Stored items:
------------------------------------------------------------------------
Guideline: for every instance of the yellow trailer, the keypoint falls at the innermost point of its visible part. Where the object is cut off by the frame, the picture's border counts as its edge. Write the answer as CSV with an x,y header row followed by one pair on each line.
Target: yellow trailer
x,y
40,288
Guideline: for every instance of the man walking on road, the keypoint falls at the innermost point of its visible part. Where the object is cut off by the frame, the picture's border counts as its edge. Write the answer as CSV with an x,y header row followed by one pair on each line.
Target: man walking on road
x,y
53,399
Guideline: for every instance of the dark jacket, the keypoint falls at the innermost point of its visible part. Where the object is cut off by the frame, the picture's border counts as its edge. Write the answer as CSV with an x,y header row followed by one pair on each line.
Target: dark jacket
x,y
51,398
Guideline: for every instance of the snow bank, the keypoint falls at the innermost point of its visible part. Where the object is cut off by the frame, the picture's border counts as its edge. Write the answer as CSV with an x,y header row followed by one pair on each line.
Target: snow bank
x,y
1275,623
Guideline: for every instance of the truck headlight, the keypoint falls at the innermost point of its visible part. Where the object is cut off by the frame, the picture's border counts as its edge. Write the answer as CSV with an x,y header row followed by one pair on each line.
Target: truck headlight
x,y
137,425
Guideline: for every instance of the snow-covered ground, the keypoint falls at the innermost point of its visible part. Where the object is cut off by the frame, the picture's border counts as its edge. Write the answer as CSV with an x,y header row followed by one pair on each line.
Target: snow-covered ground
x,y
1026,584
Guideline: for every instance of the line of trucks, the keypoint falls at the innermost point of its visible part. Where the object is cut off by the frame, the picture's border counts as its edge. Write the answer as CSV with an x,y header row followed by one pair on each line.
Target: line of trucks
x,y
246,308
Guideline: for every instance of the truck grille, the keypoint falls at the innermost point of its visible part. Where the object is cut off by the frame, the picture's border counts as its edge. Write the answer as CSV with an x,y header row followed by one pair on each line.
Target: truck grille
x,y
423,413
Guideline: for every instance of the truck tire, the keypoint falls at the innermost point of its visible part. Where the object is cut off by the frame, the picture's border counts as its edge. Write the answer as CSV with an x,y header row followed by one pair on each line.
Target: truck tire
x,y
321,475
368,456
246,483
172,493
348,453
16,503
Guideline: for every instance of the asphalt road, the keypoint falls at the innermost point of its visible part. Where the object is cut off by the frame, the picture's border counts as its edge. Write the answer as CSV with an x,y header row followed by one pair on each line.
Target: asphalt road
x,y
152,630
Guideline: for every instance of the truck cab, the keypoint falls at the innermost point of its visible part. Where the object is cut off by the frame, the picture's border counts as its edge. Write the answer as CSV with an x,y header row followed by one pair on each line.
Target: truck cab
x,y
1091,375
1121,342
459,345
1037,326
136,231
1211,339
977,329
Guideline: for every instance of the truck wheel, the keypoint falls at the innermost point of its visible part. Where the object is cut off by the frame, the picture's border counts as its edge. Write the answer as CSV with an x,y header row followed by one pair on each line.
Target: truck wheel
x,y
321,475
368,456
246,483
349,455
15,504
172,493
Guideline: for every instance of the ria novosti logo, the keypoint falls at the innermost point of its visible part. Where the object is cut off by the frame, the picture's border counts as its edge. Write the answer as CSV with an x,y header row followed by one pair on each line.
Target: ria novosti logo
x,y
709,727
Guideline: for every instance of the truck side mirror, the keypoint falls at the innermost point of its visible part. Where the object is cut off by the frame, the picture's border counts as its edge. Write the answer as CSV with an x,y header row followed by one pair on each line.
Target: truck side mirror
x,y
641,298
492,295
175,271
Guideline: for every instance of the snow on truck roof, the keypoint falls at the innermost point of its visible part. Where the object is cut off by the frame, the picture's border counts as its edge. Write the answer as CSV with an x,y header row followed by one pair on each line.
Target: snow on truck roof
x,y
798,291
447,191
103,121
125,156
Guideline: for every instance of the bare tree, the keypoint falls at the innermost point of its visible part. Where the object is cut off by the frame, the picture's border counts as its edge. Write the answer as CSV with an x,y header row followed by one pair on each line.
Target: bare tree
------------------------------------------------------------------------
### Task details
Report all lines of the data that include the word "bare".

### Output for this task
Guideline: for every instance of the bare tree, the keypoint falls at the innermost point of its visible part. Where the object is cut off by the frame, the picture's border counts as its edge. Write the answer as CSV with an x,y header row followed by one pair on each line.
Target: bare tree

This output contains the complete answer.